EXCERPTED TEXT:
----

Classical-music conductor and “gifted storyteller” Kerry Stratton, who conducted orchestras around the world, has died following complications from amyotrophic lateral sclerosis (ALS).
In the course of his international career, Stratton conducted orchestras in 35 countries throughout Europe, North America and Asia, leading some of the world’s great chamber orchestras, including George Solti Chamber Orchestra of Budapest, the Vienna Concert-Verein, Czech Philharmonic Chamber Orchestra, Orchestra Internazionale d’Italia and, most recently, the Slovak Sinfonietta.
The Thornhill resident was the musical director and conductor for the Toronto Concert Orchestra and was also the host of The Oasis and Conductor’s Choice on The New Classical FM. “Amid the turmoil of a crazy world, he brought us beautiful music, memorable stories from his outstanding career and everybody who was anybody in the world of classical music,” the station says in a post on its website. The station also praised him for bringing “a new world dynamism to old world music.”
Tributes are many. “Kerry always shared learned little tidbits about musicians and composers on his radio show. He knew a lot and, as always, took sheer delight in sharing interesting bits of biography about the various composers he chose for the radio show,” John Hartig from Vineland wrote on the R.S. Kane Funeral Home website.

----

EXTRACTED RECORDS:
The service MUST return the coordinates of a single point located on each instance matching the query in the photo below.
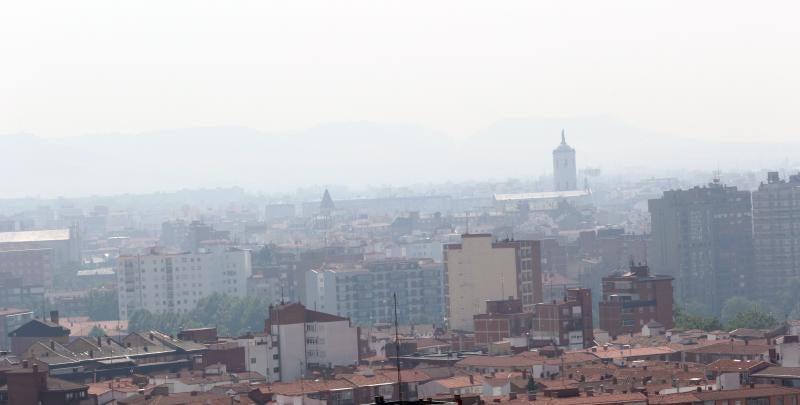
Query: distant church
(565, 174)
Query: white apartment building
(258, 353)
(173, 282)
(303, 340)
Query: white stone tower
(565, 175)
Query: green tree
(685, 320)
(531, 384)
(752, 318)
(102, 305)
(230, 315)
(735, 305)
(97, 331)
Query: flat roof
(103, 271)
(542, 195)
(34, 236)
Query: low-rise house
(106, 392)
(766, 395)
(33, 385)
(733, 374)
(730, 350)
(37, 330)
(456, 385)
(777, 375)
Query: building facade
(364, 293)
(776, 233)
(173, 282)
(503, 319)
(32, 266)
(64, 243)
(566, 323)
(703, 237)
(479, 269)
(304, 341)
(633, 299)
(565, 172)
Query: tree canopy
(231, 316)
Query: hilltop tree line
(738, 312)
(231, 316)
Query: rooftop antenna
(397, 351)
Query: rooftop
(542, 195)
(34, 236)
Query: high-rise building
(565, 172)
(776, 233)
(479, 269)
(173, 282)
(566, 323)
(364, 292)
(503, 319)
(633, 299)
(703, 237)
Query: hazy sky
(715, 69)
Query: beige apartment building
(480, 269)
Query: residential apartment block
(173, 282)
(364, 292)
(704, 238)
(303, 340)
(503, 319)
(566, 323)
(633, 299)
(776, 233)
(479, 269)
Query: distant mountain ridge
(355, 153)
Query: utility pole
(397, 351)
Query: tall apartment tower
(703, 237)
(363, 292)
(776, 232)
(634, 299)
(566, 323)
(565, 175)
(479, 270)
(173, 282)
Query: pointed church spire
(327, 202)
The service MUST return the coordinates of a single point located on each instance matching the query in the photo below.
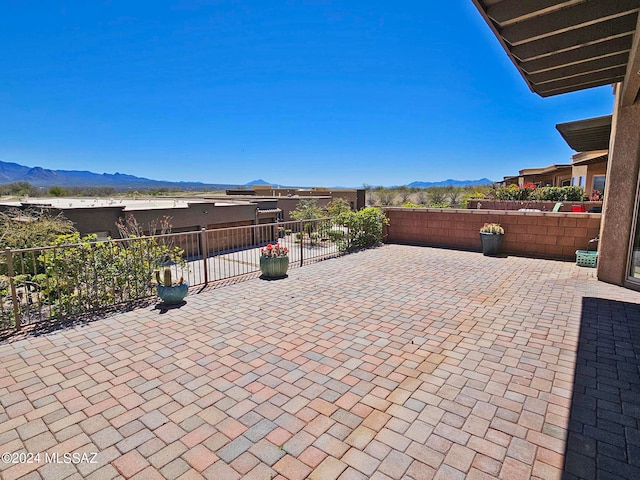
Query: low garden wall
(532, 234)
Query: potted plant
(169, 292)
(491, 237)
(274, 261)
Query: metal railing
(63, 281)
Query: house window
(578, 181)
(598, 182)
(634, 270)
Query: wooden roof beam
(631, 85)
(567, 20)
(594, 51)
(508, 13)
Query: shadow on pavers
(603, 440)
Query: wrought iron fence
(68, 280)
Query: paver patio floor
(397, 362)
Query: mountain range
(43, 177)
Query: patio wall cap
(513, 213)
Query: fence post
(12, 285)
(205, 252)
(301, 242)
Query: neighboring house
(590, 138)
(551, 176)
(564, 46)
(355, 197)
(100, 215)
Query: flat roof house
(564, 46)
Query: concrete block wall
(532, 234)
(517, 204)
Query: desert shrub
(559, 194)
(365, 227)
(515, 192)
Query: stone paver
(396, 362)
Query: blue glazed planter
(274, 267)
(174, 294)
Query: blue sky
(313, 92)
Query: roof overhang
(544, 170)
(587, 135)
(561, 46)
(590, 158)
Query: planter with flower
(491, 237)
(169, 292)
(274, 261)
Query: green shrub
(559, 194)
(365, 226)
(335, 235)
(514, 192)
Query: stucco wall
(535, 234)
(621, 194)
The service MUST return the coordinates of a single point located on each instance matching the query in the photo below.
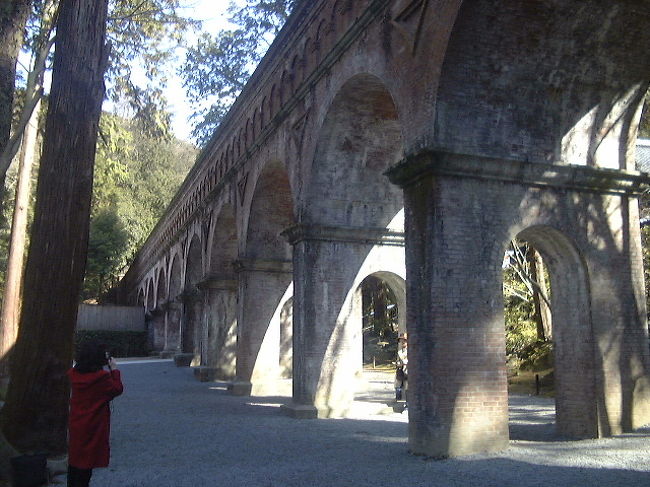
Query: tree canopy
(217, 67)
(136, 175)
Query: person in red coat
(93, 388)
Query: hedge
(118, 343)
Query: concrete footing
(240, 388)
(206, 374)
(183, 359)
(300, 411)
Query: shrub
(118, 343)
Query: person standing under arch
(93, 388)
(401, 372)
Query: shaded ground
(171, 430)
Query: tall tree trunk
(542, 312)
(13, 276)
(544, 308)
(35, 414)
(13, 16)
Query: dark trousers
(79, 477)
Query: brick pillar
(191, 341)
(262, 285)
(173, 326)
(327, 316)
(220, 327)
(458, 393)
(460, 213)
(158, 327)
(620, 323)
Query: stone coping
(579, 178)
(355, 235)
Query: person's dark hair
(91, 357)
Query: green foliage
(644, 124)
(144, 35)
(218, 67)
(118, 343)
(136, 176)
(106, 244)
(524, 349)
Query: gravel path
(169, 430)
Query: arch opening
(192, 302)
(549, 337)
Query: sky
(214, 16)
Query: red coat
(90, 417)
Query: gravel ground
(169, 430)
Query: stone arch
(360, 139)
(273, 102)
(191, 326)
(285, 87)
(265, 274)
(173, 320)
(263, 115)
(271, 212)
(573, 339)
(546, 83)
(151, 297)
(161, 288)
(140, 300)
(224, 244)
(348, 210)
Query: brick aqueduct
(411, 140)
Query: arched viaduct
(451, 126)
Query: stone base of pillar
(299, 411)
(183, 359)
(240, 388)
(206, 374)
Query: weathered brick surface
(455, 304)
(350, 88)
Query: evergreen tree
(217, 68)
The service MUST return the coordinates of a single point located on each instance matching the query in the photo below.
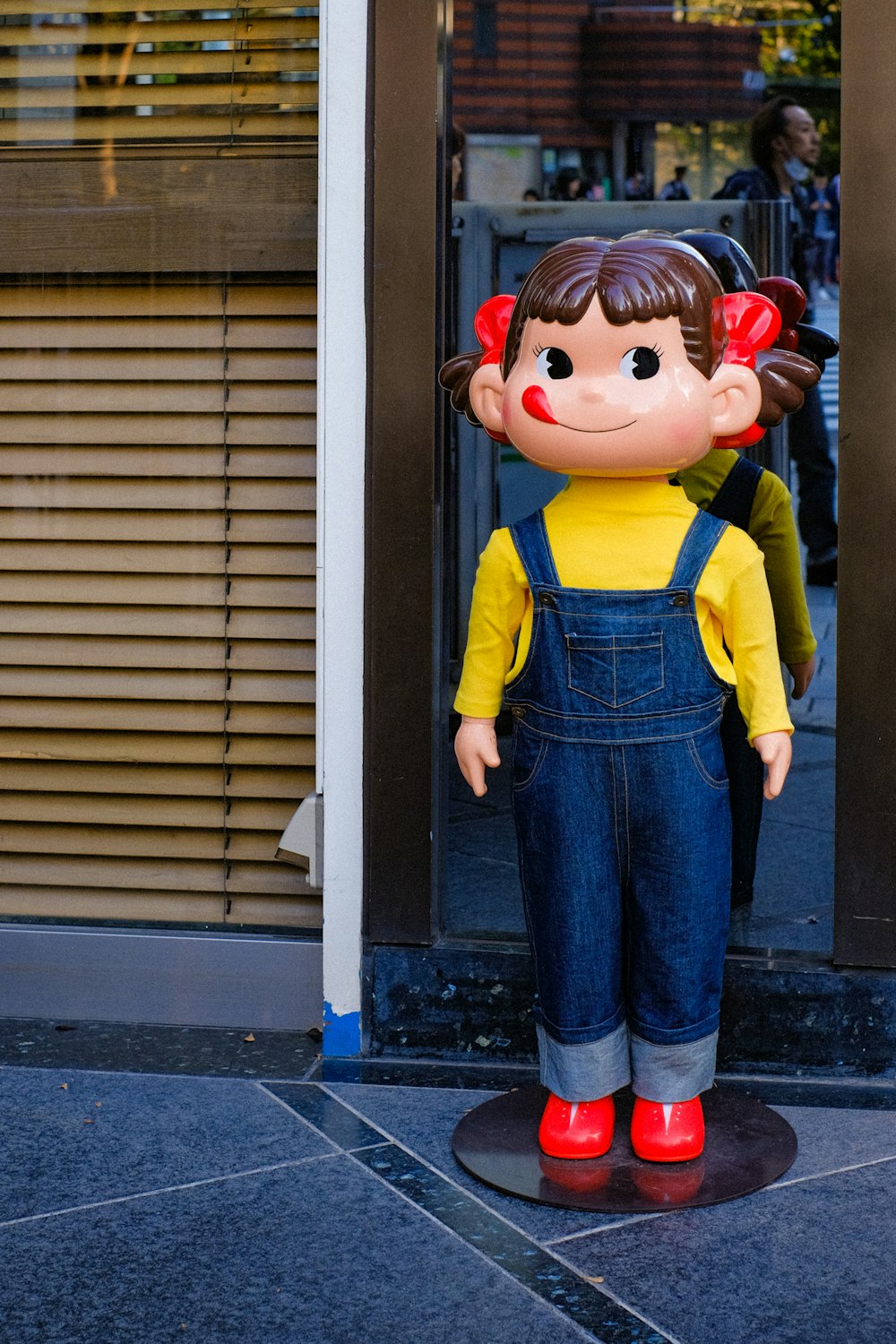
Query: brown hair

----

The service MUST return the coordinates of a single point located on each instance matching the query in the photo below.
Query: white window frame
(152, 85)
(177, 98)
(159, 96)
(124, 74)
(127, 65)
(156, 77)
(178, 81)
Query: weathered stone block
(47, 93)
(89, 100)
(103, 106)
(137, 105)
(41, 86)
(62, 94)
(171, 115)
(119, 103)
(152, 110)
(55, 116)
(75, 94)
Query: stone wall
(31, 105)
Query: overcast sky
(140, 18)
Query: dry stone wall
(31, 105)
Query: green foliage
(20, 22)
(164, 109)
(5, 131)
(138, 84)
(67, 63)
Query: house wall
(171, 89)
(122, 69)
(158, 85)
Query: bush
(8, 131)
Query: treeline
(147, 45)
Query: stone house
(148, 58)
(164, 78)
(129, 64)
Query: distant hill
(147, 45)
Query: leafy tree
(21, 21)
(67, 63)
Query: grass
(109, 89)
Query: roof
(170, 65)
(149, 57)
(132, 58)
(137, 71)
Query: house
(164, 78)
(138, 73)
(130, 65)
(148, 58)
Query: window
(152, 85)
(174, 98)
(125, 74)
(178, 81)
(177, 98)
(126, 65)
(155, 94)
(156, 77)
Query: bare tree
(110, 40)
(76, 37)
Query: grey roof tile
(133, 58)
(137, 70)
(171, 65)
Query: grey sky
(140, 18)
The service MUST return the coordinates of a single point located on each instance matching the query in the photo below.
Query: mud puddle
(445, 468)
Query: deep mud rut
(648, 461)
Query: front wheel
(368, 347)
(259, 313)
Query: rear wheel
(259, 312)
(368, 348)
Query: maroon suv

----

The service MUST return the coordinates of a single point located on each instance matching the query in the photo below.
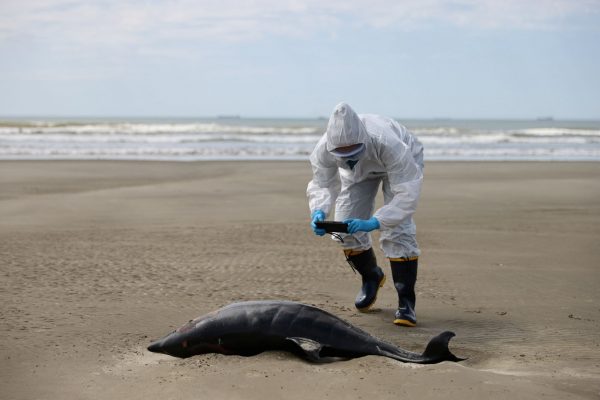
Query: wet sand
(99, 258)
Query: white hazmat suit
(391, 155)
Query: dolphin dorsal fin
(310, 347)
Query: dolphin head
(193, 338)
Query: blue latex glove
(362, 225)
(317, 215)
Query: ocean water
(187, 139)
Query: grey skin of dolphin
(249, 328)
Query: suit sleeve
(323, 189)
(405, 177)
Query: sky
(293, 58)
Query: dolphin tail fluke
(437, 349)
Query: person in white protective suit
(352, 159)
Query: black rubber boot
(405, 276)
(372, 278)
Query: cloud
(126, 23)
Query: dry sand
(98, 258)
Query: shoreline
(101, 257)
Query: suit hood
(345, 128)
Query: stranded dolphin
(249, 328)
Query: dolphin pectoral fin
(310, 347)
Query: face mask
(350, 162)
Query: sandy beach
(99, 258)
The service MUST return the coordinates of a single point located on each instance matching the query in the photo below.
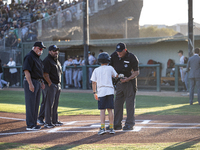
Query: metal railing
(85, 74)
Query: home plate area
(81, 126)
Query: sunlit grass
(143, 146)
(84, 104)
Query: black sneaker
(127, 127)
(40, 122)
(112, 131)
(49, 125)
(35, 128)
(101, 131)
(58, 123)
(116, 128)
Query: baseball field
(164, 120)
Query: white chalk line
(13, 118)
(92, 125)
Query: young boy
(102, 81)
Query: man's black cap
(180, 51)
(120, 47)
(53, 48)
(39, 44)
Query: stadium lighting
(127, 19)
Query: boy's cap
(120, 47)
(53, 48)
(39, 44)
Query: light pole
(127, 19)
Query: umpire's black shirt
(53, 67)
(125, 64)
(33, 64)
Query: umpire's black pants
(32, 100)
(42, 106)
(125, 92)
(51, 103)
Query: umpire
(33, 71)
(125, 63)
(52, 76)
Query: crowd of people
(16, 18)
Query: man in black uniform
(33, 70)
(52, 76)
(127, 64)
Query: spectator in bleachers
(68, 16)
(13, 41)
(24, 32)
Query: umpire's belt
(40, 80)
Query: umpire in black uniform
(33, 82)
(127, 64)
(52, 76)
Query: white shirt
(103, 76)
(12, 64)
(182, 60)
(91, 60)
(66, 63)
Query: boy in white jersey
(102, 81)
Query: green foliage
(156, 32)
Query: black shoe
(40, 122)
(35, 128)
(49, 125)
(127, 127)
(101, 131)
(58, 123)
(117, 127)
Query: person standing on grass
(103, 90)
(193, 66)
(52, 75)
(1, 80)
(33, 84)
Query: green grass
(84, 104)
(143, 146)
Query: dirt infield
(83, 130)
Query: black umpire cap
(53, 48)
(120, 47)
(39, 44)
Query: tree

----

ACTIONS TO TAKE:
• A. Answer these questions from the Kerry Stratton obituary:
(i) In how many countries did Stratton conduct orchestras?
(ii) Which orchestra did he lead most recently?
(iii) Which disease caused the complications he died from?
• B. Retype the passage of the Kerry Stratton obituary that opens with the words containing "Classical-music conductor and" and closes with "the Slovak Sinfonietta.".
Use only the Kerry Stratton obituary as your source.

EXERCISE RESULTS:
• A.
(i) 35
(ii) The Slovak Sinfonietta
(iii) Amyotrophic lateral sclerosis (ALS)

• B.
Classical-music conductor and “gifted storyteller” Kerry Stratton, who conducted orchestras around the world, has died following complications from amyotrophic lateral sclerosis (ALS).
In the course of his international career, Stratton conducted orchestras in 35 countries throughout Europe, North America and Asia, leading some of the world’s great chamber orchestras, including George Solti Chamber Orchestra of Budapest, the Vienna Concert-Verein, Czech Philharmonic Chamber Orchestra, Orchestra Internazionale d’Italia and, most recently, the Slovak Sinfonietta.